▸ **Problem description**: Return every line of the records below verbatim, omitting the pictures.

(Coordinate annotation records)
----

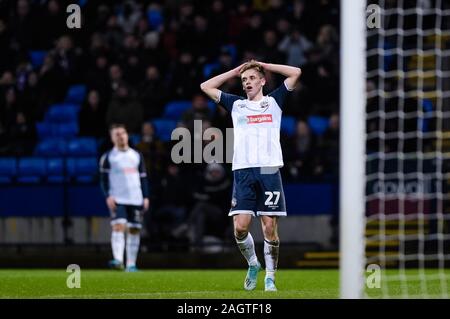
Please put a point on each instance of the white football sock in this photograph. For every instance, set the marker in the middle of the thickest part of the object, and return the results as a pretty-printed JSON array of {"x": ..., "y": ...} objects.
[
  {"x": 271, "y": 251},
  {"x": 133, "y": 241},
  {"x": 118, "y": 245}
]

----

▸ **Expected answer**:
Please put a point on each instance of the white football sock in this photograph. For every instance, set the marker in the middle of the thickest part of the object, and return the results as a pretty-printed JSON array of {"x": ..., "y": ...} objects.
[
  {"x": 271, "y": 251},
  {"x": 133, "y": 241},
  {"x": 118, "y": 245}
]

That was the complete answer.